ParaGard IUD Contraceptive - Birth Control Options using Intrauterine Conception - ParaGard.


----------



## Sameold (Aug 11, 2011)

I'll be breast-feeding--but that is so not birth control. Hah! (Every one of mine has nursed up until sometime in the first trimester with the next.)
Don't have an OB/GYN, have a midwife and a family physician, whom I'll be talking to about different options. But, in my experience, doctors don't always know why people pick one option or another--they often just know what the company advertising the item says, and companies don't have the motivation to say, well, some of our customers don't like this product because XYZ.
SepticChange--you're lucky: we found out the hard way with our first that if your cycle isn't syncing with the pill it's not working. Not sure if I can use a pill anyway--I recently saw a study that they increase risk for type II diabetes and I've got a couple risk factors for that already. This baby, #5, is a failure to put the condom on baby. #2 was a failure to put the diaphragm in baby, #3 and #4 were planned.


----------



## SepticChange (Aug 21, 2011)

Incease risk for type II diabetes? That runs in my family but oh well, ha. For most of this summer up until last week H and I have just been using the "pull out" method which we also did for a couple months when we were dating. It's not advised and I know someone who was conceived this way but it works for some, not for others.


----------



## Sameold (Aug 11, 2011)

This isn't the study I saw, but it's the first one that Google found: Mini-Pill Increases Risk Of Chronic Diabetes In Women With History Of Diabetes During Pregnancy The one that alarmed me was something that turned up fairly recently--why I didn't bookmark it I don't know.

·····

Print, word for word, the passage of the birth control forum thread that opens with the words containing "Don't have an" and closes with "product because XYZ.".

Point-per-instance localization data:
·····

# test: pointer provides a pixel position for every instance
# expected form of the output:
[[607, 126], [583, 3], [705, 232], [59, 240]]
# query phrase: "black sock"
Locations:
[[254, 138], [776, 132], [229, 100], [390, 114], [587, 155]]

·····

**Solution**
Don't have an OB/GYN, have a midwife and a family physician, whom I'll be talking to about different options. But, in my experience, doctors don't always know why people pick one option or another--they often just know what the company advertising the item says, and companies don't have the motivation to say, well, some of our customers don't like this product because XYZ.